=== STATED GOAL ===
Reproduce the records word for word from their first line through the line containing "M 289 282 L", including both of those lines.

Excerpts from segmentation records:
[start]

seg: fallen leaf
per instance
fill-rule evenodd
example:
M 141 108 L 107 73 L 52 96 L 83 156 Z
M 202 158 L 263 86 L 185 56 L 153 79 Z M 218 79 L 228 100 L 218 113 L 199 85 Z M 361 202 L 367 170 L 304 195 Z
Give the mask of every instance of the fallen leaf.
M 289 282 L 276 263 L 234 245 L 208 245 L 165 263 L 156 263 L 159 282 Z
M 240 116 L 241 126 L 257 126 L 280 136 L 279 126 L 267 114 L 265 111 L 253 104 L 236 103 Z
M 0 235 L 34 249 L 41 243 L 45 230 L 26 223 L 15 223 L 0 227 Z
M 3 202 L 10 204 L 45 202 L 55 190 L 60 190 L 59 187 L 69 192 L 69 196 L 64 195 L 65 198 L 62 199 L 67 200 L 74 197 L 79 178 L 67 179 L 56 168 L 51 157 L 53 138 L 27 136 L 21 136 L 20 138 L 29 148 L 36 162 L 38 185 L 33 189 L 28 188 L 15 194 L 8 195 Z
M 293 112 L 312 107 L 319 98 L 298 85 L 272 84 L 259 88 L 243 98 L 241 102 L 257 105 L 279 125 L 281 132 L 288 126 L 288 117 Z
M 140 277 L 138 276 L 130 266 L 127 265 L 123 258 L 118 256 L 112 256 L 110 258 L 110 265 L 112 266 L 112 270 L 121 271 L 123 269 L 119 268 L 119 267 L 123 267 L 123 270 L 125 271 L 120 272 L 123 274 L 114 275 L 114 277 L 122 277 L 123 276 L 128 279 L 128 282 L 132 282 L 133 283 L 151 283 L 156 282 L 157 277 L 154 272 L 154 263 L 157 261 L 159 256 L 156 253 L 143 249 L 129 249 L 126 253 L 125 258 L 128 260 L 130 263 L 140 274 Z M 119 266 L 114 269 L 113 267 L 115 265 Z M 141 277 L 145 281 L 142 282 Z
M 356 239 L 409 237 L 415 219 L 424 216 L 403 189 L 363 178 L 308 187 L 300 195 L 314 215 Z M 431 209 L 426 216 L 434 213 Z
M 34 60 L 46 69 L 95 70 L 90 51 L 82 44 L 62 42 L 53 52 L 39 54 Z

[end]

=== FINAL RESULT ===
seg: fallen leaf
per instance
fill-rule evenodd
example:
M 141 108 L 107 73 L 52 96 L 83 156 Z
M 202 158 L 263 86 L 185 56 L 153 79 Z M 218 79 L 228 100 L 218 113 L 199 85 Z M 361 202 L 367 170 L 304 195 Z
Give the mask of every instance of the fallen leaf.
M 289 282 L 276 263 L 234 245 L 208 245 L 165 263 L 156 263 L 159 282 Z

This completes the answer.